→ **Stated task**: Will you quote, word for word, the lines of the listing from the one holding "Target: food on plate" through the end of the listing, inclusive?

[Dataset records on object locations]
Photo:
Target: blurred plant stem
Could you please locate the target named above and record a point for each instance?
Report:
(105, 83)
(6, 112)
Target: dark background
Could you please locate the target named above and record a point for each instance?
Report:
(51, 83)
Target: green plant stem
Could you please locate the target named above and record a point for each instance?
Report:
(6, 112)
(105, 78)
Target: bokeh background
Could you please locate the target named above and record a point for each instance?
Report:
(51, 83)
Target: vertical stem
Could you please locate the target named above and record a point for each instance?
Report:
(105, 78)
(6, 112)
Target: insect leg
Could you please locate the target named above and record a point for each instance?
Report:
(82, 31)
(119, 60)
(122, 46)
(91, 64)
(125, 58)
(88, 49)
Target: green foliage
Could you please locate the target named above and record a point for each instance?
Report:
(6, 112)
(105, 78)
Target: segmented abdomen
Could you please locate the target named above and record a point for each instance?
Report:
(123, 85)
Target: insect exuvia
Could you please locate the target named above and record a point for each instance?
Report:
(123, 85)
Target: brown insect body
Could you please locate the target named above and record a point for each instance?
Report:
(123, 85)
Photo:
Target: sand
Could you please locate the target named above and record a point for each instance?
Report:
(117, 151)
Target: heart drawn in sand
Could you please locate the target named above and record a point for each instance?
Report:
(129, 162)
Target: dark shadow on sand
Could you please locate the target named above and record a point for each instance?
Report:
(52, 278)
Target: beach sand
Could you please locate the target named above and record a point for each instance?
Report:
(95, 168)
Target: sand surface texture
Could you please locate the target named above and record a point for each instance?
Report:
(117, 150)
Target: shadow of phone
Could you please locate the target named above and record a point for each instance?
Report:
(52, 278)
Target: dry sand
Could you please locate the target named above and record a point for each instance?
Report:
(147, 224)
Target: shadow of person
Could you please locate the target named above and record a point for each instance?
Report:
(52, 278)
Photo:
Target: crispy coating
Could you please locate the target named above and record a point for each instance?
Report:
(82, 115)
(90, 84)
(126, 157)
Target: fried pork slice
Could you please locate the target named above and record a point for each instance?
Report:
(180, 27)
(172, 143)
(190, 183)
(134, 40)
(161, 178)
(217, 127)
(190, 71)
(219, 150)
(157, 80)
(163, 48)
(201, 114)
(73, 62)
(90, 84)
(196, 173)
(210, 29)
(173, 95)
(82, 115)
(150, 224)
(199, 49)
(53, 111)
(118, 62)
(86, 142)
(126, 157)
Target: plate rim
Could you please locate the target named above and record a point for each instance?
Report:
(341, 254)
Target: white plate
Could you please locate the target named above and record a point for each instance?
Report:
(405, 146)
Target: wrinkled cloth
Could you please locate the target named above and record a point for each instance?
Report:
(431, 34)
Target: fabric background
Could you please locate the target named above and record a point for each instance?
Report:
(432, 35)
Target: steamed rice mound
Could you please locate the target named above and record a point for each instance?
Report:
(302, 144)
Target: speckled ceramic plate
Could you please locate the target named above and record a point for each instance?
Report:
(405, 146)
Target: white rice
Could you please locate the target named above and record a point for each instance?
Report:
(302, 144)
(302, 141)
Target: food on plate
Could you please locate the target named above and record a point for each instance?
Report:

→ **The output**:
Target: food on plate
Could you please locate the target named above and record a point for each instance?
Report:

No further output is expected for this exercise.